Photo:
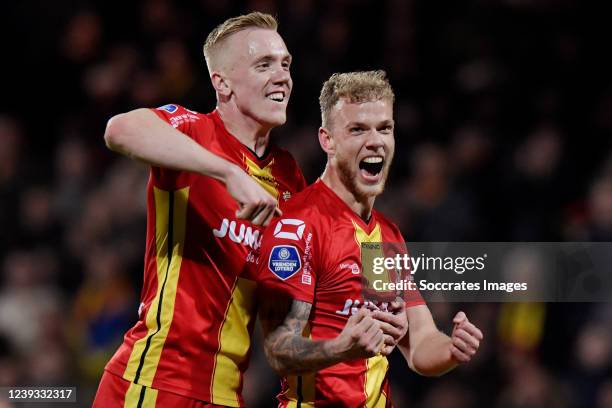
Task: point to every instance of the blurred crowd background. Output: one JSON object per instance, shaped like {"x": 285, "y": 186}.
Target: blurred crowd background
{"x": 504, "y": 118}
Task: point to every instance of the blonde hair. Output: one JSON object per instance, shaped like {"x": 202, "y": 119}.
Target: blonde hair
{"x": 232, "y": 26}
{"x": 356, "y": 87}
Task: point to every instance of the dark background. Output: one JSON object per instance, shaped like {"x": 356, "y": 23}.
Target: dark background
{"x": 504, "y": 118}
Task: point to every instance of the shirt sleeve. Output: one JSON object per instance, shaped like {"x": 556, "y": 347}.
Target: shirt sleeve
{"x": 183, "y": 120}
{"x": 178, "y": 117}
{"x": 286, "y": 266}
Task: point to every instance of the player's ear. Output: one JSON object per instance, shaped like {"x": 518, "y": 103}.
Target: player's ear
{"x": 326, "y": 140}
{"x": 221, "y": 84}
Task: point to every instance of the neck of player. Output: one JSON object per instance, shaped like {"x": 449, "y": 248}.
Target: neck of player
{"x": 361, "y": 205}
{"x": 248, "y": 131}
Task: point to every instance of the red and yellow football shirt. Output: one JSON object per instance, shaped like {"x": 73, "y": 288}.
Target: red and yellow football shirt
{"x": 313, "y": 254}
{"x": 197, "y": 312}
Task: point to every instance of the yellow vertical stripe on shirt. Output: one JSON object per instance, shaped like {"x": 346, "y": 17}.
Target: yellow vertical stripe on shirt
{"x": 138, "y": 396}
{"x": 376, "y": 370}
{"x": 170, "y": 222}
{"x": 263, "y": 176}
{"x": 234, "y": 343}
{"x": 303, "y": 385}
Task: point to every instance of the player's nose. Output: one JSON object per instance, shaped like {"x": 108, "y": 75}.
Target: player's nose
{"x": 281, "y": 76}
{"x": 375, "y": 140}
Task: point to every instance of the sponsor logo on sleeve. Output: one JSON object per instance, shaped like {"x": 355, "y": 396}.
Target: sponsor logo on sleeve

*TASK DIRECTIONS:* Scanning the data above, count the lines in which the string "sponsor" occurs and state only the count.

*RESPONSE AREA:* 2